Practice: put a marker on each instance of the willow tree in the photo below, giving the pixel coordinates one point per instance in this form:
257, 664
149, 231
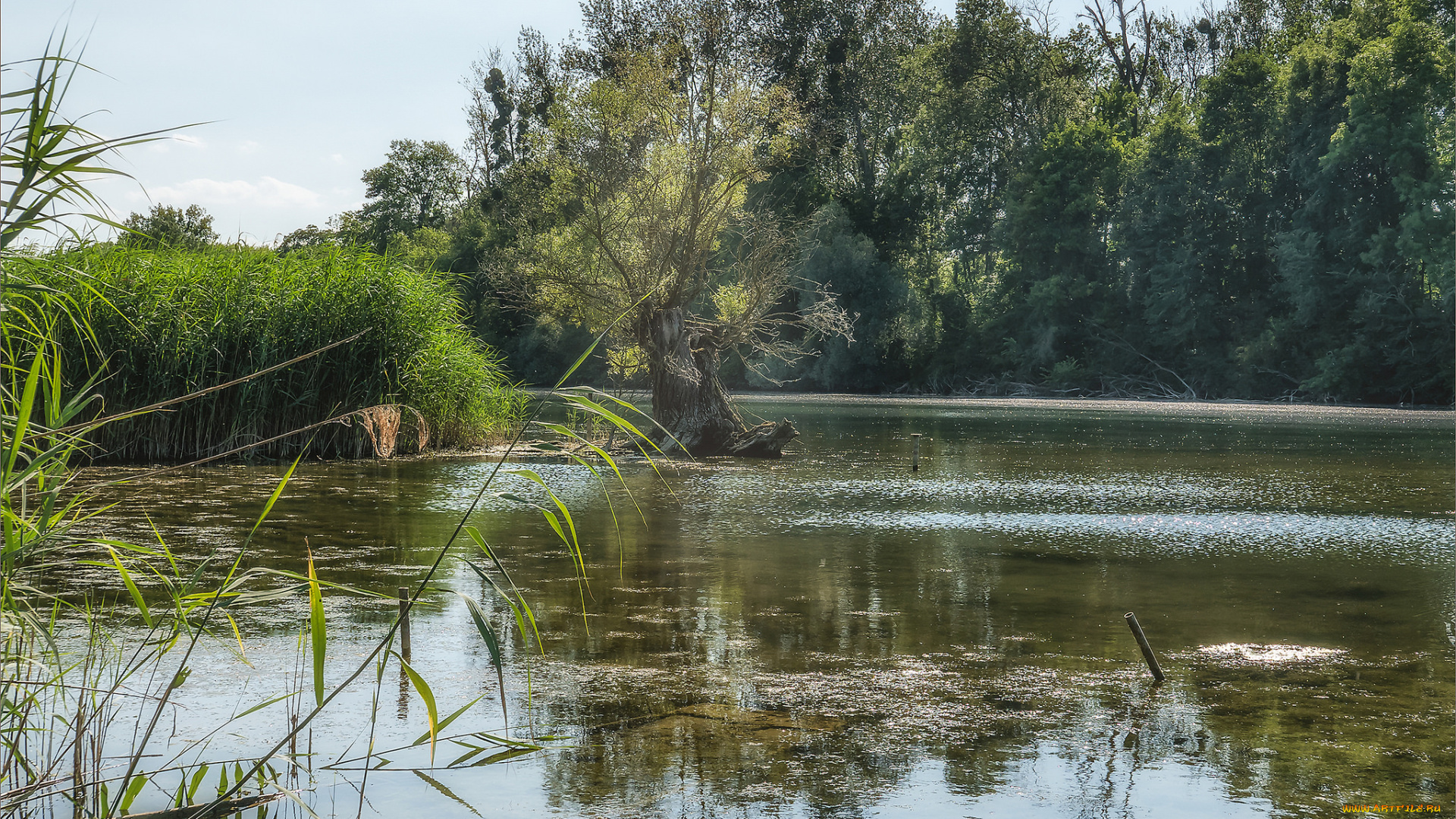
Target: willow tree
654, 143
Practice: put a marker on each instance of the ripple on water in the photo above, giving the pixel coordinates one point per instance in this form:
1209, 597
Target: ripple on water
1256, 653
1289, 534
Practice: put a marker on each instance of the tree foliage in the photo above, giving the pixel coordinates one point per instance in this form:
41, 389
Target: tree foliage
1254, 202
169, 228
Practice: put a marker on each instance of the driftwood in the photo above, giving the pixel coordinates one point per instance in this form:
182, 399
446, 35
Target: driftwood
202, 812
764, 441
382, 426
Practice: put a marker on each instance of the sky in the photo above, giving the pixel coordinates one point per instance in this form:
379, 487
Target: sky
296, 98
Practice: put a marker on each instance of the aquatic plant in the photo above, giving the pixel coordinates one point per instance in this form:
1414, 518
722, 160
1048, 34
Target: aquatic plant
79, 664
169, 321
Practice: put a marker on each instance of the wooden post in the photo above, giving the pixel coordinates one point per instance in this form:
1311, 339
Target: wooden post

....................

== Problem description ==
Produce an exact copy of the lines from the one containing "Practice: put a marker on each instance of the ripple" through the last line, and of nothing else.

== The response ==
Practice: put a marker on each instance of the ripple on water in the photo above, giving the pixel coordinates one point per instance in this form:
1209, 597
Target: ripple on water
1256, 653
1289, 534
Practice: put a marker on each instance of the tree foliage in the photo above, giving the pixel coordinates one point per instance in this form:
41, 389
Target: tree foliage
1254, 202
169, 228
Practice: put a marker on each instance of the driftwood in the photo above, giving the pixel coordinates one point per instance in this form:
182, 399
446, 35
Target: driftwood
202, 812
764, 441
382, 426
Practice: put a marker on each instance of the sky in the photo above, giving the pixel coordinates one point per instance in this form:
379, 487
Target: sky
296, 98
Practice: put a marker on each instance of the aquatic plant in the photo above, giving the pixel coordinates one point per instance in this form:
1414, 518
722, 160
1048, 34
Target: aquatic plant
79, 664
169, 321
Practice: put a marker on each instance of the wooden post in the photo above, giving the pixel coordinates one point per instance in this form:
1311, 339
Target: wooden post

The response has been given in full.